__EXERCISE DETAILS__. Copy the records below word for word, leaving out the pictures.

__MATERIAL FOR THE TASK__.
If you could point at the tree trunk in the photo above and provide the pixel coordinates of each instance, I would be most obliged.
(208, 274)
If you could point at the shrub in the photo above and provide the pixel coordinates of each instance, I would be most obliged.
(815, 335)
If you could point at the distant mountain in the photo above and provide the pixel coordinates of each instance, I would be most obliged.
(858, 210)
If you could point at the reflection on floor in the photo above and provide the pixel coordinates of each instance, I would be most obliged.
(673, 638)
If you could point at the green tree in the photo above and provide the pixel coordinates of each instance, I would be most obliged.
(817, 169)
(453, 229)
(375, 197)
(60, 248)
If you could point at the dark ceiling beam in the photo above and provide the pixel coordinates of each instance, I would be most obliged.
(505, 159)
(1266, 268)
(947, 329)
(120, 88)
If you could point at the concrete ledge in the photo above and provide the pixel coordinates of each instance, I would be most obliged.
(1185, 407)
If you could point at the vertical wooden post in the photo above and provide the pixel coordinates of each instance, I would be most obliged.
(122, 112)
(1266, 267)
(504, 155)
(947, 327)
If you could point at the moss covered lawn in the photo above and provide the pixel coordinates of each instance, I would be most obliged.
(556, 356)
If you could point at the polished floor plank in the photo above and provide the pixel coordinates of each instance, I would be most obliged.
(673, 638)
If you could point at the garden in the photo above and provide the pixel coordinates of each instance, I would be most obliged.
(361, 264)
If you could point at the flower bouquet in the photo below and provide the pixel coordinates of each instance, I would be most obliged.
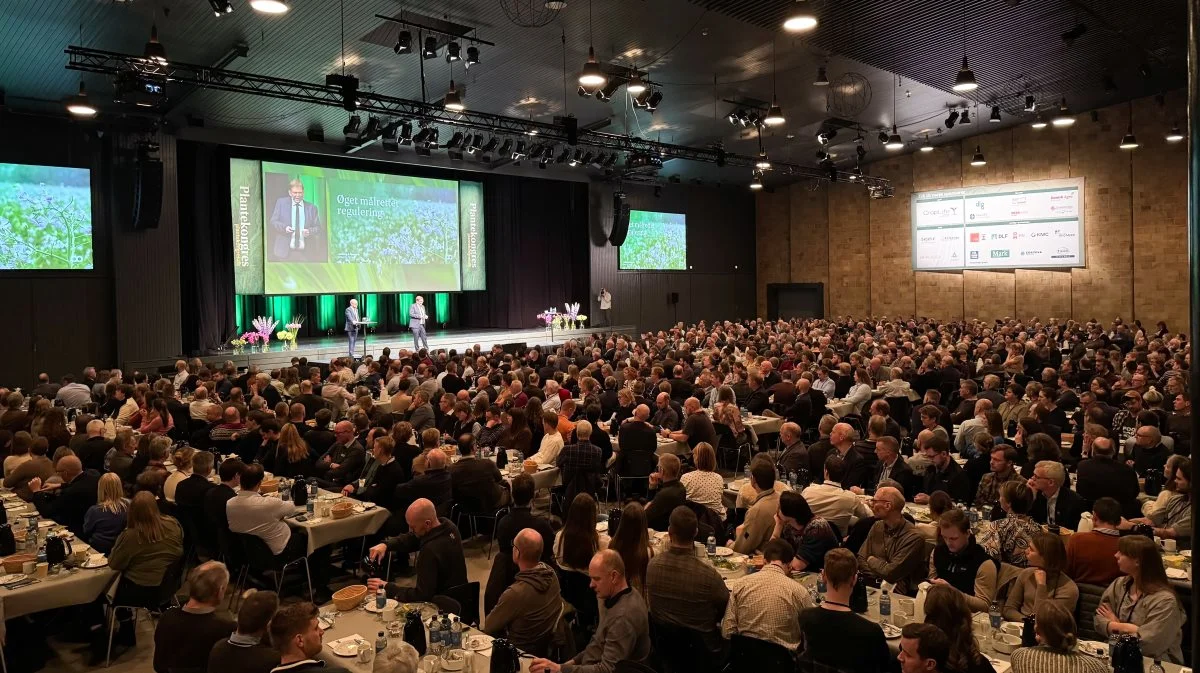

__SOLUTION TO THIS TASK__.
If you could point at the tree trunk in the photo above and provide the pixel coordinates of each instance, I would be most obliged.
(208, 274)
If you could point at the shrub in the photo above and provide the pixel coordinates of each instance, I would be most obliged.
(815, 335)
If you could point at the distant mountain in the photo above and provide the pixel coordinates of each instance, I would be most obliged.
(858, 210)
If you could point at the reflection on floor in the photo above and provide the pixel coordinates of each instance, I would be most obliged.
(673, 638)
If you could point at the green tree in the photo above and provide the pixel coordinates of each instance, I would be most obliged.
(817, 169)
(453, 229)
(375, 197)
(60, 248)
If you could point at the dark ceiling beam in the photo above and provide the pixel coordinates of each instance, I would be most obliged.
(505, 159)
(1266, 268)
(947, 329)
(120, 88)
If you could point at the concrete ledge in the photo above and provide the pixel coordinates of each instance, I would be most obliged.
(1185, 407)
If you could point at the vertical wooden post in the photo above and provide the pixel coordinates of each instance, I would be most obliged.
(122, 112)
(1266, 267)
(504, 155)
(947, 327)
If you could point at the moss covered lawn in the photo above and provide the pixel coordinates of each instance, I would be most obliged.
(556, 356)
If you could point at the polished floor plank in the photo above and provide the pixel coordinates of each instance, I would be most obliged.
(673, 638)
If you could point at the garden in the photo above and provide the pixel coordinates of each instance, I would be most obliged.
(361, 264)
If you could point at the flower bouquet in the photo below and provide the pixel coordinates of each instance, I would be most obliged.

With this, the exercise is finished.